## [EXERCISE BRIEF]
Reproduce the lines below exactly, starting at the line with "Objective — for the asphalt" and continuing through the line with "Objective — for the cart", both included.

## [DATA FOR THIS EXERCISE]
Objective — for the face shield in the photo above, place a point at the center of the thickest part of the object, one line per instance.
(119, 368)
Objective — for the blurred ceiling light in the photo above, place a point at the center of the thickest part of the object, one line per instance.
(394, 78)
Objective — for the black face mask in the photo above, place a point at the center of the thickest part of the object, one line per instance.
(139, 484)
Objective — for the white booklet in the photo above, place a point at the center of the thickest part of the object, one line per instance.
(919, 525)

==

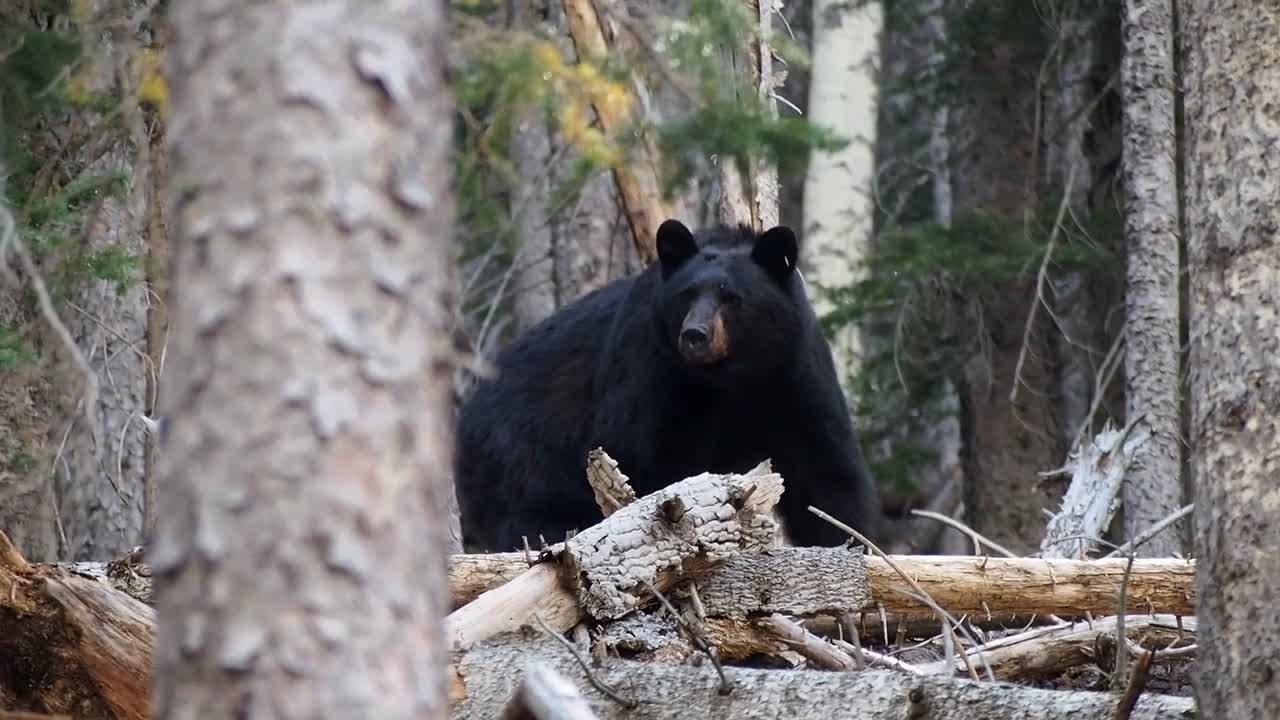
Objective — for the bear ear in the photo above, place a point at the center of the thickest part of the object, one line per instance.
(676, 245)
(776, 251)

==

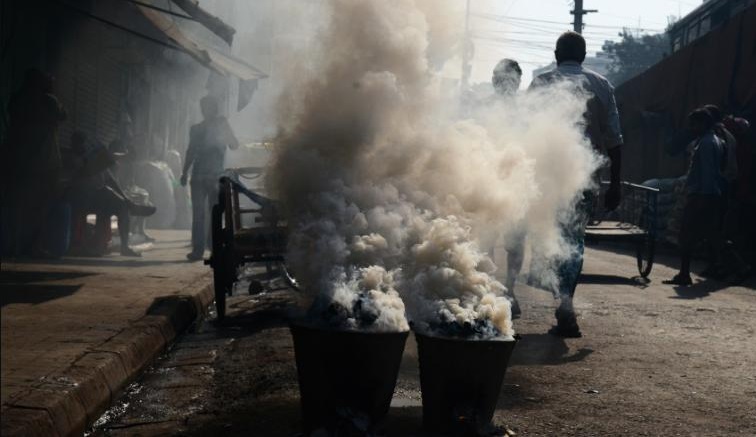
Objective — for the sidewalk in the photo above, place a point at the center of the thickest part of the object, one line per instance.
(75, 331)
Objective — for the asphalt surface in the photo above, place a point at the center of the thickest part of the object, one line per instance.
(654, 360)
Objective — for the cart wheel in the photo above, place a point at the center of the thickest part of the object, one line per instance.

## [REPLY TO THE EXERCISE]
Objective — for the asphalt surface in the photo above, place a point at the center of the thickest part of the object, one line per instance.
(654, 360)
Objective — for the cart wheel in the photo above, place a point at the center of the thickest part of the object, one line per instance.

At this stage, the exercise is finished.